GIVEN EXERCISE: Copy the lines below verbatim, beginning with the line that includes "Place one marker on each instance of the puppy's head." and continuing to the end; leave out everything before it.

MATERIAL FOR THE TASK:
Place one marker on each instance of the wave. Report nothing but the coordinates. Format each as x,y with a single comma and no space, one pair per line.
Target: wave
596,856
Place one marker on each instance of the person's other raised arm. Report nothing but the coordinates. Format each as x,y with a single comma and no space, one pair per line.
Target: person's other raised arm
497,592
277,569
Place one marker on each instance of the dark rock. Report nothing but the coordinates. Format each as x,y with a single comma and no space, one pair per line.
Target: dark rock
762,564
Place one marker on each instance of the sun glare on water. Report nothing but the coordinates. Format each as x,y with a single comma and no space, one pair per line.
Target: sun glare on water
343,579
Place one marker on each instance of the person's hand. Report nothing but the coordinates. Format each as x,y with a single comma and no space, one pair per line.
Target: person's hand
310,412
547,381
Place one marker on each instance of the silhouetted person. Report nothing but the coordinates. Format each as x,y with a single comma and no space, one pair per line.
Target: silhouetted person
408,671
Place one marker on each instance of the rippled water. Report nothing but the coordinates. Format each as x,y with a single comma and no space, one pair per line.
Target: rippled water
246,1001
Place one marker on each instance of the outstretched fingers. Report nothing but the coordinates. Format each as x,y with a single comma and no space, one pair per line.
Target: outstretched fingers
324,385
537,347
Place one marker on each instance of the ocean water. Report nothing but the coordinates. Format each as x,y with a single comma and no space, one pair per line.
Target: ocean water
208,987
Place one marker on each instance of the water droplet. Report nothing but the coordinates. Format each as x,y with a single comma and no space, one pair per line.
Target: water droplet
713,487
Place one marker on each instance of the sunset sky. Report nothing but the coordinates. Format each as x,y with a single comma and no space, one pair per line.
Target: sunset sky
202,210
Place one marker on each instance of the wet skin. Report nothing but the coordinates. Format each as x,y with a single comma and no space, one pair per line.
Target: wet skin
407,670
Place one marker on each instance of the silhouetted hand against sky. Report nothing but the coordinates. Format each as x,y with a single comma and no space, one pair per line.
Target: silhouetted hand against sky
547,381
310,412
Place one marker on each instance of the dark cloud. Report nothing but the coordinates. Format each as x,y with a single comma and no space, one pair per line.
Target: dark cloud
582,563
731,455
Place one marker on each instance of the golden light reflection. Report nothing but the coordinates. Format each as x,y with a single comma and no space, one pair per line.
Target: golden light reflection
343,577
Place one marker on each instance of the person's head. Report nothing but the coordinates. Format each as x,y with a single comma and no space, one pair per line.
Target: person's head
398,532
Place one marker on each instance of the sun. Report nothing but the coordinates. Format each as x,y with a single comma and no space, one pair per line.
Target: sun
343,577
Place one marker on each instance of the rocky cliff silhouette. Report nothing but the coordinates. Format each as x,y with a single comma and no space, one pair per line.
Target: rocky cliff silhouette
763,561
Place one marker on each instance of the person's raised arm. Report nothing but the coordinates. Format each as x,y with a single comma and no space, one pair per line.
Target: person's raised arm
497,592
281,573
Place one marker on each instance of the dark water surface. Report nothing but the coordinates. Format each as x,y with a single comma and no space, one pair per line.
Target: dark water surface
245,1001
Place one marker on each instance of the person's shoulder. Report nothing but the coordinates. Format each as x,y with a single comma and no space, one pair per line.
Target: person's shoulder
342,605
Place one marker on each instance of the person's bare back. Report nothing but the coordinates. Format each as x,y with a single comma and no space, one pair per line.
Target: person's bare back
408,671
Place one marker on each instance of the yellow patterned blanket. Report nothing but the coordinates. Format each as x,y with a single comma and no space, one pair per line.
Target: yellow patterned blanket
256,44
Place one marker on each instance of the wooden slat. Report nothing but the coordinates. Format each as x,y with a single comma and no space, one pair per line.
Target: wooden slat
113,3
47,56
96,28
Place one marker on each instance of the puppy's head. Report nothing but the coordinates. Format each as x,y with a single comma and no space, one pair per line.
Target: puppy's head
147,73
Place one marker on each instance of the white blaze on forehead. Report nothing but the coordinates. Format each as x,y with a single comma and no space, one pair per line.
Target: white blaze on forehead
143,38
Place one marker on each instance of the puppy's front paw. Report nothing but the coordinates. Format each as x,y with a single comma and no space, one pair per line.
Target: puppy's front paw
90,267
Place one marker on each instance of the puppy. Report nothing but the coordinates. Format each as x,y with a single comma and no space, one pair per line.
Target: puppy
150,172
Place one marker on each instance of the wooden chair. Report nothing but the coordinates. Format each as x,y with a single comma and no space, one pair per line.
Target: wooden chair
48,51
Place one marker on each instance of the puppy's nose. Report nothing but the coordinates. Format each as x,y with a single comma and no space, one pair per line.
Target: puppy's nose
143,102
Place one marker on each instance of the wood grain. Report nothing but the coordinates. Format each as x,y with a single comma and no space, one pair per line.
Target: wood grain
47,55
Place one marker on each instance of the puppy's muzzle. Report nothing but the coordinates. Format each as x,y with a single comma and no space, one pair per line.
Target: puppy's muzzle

THE RESULT:
Place one marker on each instance of the puppy's head. Report nothing but the coordinates. Format each as x,y with a single comma and no space, one pair per line.
Target: puppy's head
147,73
Place one marker on each instance of the white blaze on forehead. Report nothing but the coordinates. Format each as x,y with a single comma and no space, one pair per line.
Target: white blaze on forehead
143,38
Place one marker on each instance of the puppy's front paw. Report nothing but the coordinates. Format each as x,y with a single comma and no space, one pair per line.
Target: puppy's front paw
90,267
Place one marker on each instance of the puppy. Report nothing but the coordinates. Format each as x,y with a single comma and no space, one pair per line.
Target: puppy
150,172
Place one marker on each instance of the wooden chair. Report nothing but the coordinates. Format each as x,y with a single comma and no space, one pair per line.
Target: wooden chair
48,51
Place one marker on each instance of the puppy's nose. Report nothing but the coordinates. Format each as x,y with a single comma and no space, one pair per line.
Target: puppy's nose
143,102
Place one marker on each instance of the wood grain. Report nothing but the coordinates. Format each as x,y with a single comma and no space, one pair per line.
Target: wood grain
47,55
Place one marker on each instance of the puppy's muzzle. Report nothing but the coordinates. Format each as x,y with a single comma and no space, one pair per line.
Target: puppy's muzzle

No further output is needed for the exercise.